◆ **Document segment**:
......
Ages ago, when my brother Geoff was an up-and-coming eighteen-year-old racer, he often rode with a thirty-something ex-racer named Bob, a crusty old veteran who’d been pretty good in his day. One day, as they duked it out on an epic Colorado climb, Geoff tried to keep a poker-face despite terrible, terrible suffering. Finally, he sneaked a glance at his opponent. Bob turned to him, grinned, and said, “Punish me, young man!” Ever since I heard that story, I’ve longed to use that line, and this here was almost the perfect opportunity. But the Austrian pro’s English wasn’t perfect, and I’d hate for the language barrier to distort the joke into something embarrassing. I was sure thinking it, though.

My motor control gone, I fumbled and dropped my water bottle. “Oh, I’ll get it,” the pro said. Normally I’d have tried to impress him by circling back and snatching it up without stopping, but I was in no condition to do it, and welcomed a brief respite. Besides, I wanted to see how long it took him to catch back up. He took his time circling back, stopped, stashed the bottle in his jersey pocket, and then smoothly but unhurriedly cruised back up as I kept myself redlined. I was reminded of the time I watched piranhas hunting goldfish in an aquarium: they’re so much faster than their prey, they simply don’t have to hurry. “No rush, I’ll take out the fish whenever I feel like it … okay—now.”
......
◆ **Supplied records**:
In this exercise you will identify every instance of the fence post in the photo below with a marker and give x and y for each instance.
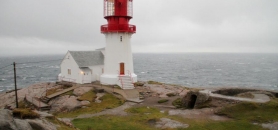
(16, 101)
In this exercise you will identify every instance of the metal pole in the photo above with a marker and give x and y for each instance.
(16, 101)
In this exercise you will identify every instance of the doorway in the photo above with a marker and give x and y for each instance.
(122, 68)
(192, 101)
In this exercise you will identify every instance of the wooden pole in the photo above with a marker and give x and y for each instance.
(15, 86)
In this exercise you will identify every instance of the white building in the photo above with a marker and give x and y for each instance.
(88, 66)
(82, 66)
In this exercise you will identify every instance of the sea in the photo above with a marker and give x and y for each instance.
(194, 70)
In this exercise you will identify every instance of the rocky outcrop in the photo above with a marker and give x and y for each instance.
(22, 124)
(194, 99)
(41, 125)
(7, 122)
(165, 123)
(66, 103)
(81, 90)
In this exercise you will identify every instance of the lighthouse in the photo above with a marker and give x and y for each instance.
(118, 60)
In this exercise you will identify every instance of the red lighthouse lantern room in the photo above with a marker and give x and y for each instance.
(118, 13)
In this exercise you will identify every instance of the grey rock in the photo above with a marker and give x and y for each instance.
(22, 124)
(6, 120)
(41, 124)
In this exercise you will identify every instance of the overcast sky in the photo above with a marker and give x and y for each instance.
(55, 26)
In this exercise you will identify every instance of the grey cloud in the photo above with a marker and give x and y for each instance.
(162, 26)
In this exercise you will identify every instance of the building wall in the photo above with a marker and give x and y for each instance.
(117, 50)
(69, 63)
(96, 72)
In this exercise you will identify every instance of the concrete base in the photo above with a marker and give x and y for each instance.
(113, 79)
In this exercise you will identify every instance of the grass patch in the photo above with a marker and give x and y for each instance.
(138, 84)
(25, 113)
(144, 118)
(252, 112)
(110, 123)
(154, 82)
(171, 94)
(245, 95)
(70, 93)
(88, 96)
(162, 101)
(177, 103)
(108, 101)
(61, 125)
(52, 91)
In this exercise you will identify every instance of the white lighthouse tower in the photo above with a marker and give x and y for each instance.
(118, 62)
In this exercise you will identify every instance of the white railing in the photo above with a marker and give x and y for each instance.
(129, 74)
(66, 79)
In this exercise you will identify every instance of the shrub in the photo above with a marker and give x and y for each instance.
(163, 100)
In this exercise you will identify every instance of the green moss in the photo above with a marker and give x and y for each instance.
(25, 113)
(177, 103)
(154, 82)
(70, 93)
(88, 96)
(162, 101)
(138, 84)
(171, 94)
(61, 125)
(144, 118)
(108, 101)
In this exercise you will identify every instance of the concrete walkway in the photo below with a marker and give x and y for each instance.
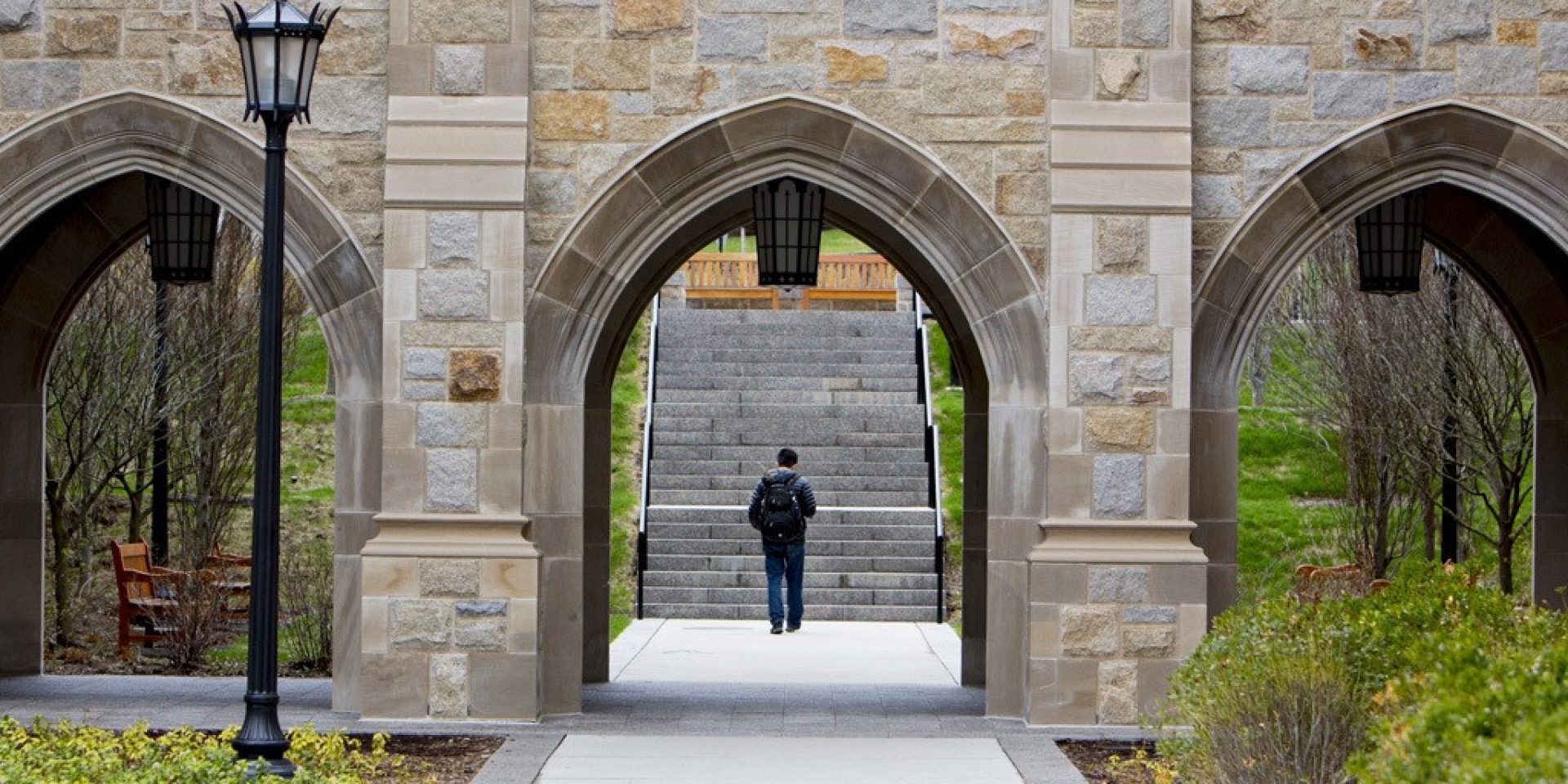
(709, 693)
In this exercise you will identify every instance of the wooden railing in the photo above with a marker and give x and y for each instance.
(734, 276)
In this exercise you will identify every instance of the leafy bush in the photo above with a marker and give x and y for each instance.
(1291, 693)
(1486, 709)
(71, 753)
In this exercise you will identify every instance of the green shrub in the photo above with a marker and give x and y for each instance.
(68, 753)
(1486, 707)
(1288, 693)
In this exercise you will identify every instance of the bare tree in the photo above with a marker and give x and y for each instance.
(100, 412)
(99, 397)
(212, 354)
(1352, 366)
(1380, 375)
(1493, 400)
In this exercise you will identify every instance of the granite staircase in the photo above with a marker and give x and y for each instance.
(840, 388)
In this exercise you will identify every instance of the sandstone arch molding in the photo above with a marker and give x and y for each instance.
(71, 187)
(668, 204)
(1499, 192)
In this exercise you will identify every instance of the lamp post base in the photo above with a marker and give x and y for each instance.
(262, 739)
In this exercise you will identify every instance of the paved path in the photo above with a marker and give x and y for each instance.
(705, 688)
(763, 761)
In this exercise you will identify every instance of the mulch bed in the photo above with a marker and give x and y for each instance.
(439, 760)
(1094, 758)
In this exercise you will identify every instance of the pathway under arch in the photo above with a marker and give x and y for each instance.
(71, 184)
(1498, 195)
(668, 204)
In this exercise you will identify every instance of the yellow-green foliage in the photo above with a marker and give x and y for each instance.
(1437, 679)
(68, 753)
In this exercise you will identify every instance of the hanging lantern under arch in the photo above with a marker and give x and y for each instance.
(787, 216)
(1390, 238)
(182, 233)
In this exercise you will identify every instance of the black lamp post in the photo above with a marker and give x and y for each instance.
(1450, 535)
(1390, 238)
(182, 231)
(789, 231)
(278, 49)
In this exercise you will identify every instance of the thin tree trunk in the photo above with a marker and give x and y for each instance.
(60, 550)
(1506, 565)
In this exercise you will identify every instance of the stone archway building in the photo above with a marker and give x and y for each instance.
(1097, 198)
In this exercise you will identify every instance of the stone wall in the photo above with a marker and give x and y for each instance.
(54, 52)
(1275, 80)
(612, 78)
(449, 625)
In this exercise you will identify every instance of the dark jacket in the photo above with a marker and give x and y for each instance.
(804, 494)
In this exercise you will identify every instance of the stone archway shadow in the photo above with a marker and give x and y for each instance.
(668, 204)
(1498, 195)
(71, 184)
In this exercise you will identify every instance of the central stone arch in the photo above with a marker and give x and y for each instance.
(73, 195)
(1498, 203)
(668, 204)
......
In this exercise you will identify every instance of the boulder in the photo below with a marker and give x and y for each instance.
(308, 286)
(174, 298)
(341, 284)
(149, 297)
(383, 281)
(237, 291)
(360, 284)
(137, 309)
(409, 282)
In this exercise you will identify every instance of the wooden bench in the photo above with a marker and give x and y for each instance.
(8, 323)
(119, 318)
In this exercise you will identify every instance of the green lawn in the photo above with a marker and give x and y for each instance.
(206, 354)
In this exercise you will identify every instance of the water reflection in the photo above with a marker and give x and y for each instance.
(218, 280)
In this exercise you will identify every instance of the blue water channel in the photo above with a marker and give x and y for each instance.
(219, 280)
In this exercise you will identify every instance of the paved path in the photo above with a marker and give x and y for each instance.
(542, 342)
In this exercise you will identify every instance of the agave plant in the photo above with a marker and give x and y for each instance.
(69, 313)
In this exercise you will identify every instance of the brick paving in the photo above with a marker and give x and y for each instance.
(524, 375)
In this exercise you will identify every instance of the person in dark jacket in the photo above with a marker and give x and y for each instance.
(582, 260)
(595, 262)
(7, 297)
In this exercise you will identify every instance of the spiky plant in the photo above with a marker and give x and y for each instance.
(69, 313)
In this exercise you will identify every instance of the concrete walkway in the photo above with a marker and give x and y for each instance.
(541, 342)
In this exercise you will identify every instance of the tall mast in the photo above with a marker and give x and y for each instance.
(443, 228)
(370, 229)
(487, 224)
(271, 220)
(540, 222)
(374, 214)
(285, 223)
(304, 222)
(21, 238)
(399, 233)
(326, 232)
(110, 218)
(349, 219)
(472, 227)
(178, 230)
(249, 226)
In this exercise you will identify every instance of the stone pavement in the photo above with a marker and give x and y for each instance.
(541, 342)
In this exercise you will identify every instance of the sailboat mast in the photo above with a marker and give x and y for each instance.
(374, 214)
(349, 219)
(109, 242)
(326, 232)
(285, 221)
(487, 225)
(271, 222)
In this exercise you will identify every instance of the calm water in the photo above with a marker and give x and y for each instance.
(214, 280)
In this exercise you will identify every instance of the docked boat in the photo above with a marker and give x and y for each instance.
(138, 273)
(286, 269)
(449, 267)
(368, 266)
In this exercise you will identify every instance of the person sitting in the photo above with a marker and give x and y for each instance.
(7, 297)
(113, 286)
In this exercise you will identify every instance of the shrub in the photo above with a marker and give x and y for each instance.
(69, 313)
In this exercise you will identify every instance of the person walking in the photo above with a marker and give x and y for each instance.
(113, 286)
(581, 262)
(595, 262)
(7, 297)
......
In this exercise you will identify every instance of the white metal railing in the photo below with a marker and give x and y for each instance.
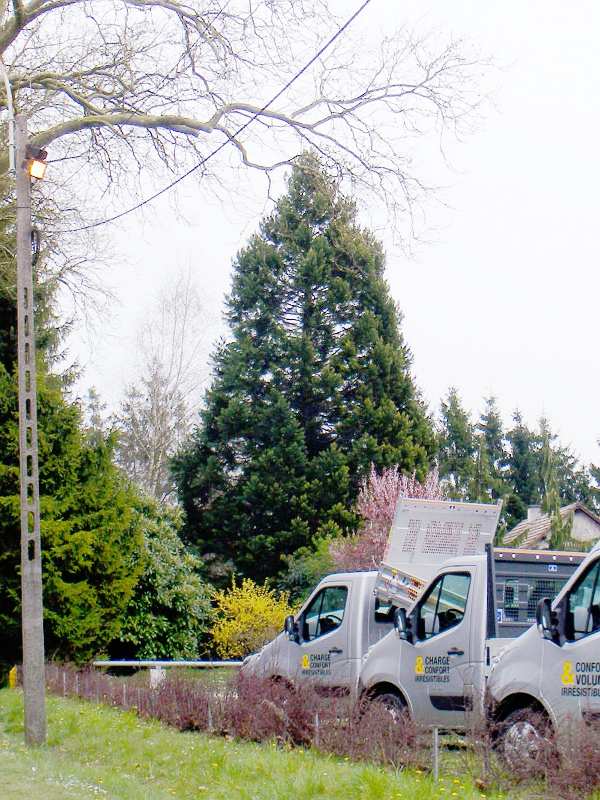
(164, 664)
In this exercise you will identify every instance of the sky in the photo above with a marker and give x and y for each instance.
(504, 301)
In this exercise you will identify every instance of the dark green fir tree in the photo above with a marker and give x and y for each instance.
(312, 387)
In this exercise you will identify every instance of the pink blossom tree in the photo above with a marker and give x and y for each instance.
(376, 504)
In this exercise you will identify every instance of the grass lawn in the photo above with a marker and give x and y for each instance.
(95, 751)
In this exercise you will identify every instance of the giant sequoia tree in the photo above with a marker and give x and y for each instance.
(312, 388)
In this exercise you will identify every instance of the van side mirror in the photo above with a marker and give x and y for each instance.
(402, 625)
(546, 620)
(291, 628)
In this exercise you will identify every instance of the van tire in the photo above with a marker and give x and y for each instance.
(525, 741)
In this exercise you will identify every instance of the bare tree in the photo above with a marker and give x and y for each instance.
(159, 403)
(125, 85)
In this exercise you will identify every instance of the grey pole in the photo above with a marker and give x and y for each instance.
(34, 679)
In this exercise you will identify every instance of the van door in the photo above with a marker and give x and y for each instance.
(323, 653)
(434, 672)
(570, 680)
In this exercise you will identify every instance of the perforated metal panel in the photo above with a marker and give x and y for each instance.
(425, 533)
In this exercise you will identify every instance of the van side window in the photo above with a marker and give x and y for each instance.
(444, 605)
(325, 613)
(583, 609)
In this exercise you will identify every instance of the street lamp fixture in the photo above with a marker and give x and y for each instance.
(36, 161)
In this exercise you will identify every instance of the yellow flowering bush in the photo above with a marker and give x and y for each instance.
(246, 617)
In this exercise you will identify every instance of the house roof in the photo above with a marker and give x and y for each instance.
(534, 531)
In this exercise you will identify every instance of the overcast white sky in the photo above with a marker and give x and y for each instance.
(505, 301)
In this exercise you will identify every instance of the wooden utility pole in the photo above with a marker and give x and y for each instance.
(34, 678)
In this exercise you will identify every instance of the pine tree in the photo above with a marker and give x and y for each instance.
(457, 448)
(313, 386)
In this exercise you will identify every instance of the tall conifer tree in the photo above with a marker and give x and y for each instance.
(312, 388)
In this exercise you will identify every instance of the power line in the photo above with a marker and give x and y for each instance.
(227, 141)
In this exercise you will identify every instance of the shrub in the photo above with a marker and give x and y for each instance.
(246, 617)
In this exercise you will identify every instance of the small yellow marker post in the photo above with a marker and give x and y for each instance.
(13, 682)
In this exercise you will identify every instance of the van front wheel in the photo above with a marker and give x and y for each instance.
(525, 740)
......
◆ **Written exercise**:
Repeat the stretch of the cycling story from "Ages ago, when" through "thinking it, though.", word for word.

◆ **Exercise solution**:
Ages ago, when my brother Geoff was an up-and-coming eighteen-year-old racer, he often rode with a thirty-something ex-racer named Bob, a crusty old veteran who’d been pretty good in his day. One day, as they duked it out on an epic Colorado climb, Geoff tried to keep a poker-face despite terrible, terrible suffering. Finally, he sneaked a glance at his opponent. Bob turned to him, grinned, and said, “Punish me, young man!” Ever since I heard that story, I’ve longed to use that line, and this here was almost the perfect opportunity. But the Austrian pro’s English wasn’t perfect, and I’d hate for the language barrier to distort the joke into something embarrassing. I was sure thinking it, though.